Keep each line of the material that includes "petal", and leave out the rest.

(Material supplied begins)

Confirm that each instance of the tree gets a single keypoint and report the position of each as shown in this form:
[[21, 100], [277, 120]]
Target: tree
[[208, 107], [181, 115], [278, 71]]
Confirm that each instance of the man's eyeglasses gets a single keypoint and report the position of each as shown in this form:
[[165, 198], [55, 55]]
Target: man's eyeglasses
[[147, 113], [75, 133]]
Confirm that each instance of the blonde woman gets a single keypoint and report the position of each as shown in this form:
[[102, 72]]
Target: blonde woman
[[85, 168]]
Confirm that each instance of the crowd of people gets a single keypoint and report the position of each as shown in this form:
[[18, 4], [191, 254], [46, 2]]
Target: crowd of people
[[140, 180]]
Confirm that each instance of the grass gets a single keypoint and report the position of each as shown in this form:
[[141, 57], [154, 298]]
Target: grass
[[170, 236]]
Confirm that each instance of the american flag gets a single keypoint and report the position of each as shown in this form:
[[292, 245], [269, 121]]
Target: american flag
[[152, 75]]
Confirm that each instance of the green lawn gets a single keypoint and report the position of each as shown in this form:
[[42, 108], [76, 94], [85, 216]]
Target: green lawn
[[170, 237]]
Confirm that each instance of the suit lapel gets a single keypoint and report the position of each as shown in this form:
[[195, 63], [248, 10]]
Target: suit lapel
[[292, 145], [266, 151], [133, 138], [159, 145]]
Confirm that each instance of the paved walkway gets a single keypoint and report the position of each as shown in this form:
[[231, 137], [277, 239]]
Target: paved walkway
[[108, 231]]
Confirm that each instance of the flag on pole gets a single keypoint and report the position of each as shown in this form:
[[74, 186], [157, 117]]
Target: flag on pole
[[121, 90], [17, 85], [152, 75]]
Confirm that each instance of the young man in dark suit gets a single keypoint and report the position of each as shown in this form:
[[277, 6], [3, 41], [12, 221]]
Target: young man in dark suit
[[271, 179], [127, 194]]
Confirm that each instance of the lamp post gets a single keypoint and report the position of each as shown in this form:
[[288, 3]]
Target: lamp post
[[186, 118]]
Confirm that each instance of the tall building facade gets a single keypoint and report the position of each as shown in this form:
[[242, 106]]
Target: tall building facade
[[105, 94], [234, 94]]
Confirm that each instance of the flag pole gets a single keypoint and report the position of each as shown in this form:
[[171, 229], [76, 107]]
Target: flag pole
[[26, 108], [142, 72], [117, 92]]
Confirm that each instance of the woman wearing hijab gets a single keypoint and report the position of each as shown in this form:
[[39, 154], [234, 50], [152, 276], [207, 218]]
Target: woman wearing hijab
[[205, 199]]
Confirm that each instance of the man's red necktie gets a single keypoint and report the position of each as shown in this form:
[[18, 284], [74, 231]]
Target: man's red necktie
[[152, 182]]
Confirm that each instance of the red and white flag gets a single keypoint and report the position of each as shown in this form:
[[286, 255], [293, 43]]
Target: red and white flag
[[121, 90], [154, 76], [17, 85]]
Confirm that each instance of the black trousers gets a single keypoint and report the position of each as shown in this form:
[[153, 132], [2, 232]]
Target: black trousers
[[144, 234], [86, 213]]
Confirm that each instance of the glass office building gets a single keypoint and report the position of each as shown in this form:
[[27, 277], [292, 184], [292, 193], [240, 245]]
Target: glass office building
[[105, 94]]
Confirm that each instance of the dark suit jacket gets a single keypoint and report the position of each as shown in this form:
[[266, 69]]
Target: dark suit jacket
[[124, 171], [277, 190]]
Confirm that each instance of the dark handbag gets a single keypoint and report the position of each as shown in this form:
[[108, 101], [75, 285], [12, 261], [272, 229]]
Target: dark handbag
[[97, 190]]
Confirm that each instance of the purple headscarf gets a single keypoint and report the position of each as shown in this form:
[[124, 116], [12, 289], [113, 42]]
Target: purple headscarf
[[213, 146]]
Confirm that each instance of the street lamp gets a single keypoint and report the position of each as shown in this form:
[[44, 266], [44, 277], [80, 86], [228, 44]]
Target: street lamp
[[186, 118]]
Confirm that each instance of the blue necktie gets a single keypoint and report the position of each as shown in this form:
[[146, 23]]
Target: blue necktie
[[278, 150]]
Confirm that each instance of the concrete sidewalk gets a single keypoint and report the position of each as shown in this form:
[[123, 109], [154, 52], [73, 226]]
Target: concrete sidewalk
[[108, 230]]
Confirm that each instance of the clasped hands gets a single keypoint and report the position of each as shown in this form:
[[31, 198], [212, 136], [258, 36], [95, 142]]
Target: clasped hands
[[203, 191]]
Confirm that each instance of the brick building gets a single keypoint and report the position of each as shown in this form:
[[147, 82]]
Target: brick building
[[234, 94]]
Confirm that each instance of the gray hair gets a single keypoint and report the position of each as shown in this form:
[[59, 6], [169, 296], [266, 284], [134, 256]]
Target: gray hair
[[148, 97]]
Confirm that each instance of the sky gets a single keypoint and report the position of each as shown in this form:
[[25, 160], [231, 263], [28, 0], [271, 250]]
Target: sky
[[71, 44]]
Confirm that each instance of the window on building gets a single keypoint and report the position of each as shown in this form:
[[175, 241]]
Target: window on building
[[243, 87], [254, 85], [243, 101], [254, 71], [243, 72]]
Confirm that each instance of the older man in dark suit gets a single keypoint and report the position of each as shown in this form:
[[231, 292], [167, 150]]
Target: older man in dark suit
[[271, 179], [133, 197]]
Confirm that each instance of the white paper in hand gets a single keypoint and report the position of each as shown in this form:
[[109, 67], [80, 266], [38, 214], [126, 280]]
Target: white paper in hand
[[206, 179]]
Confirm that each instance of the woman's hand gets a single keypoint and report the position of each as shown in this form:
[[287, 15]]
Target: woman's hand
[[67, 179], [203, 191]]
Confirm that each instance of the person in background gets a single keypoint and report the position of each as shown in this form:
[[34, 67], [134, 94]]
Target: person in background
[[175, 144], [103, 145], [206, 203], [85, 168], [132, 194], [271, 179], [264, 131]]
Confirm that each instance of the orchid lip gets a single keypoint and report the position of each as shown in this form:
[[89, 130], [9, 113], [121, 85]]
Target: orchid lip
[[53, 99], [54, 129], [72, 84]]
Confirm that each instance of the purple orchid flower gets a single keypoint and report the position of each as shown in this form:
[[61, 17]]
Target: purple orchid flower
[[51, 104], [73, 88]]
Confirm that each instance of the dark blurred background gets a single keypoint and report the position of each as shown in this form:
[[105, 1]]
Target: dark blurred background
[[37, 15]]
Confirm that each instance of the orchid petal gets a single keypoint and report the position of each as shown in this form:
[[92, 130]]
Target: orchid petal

(Material supplied ends)

**Task answer**
Confirm that each instance of the orchid petal gets a single keypoint and report the position of each as shown in this form:
Target: orchid petal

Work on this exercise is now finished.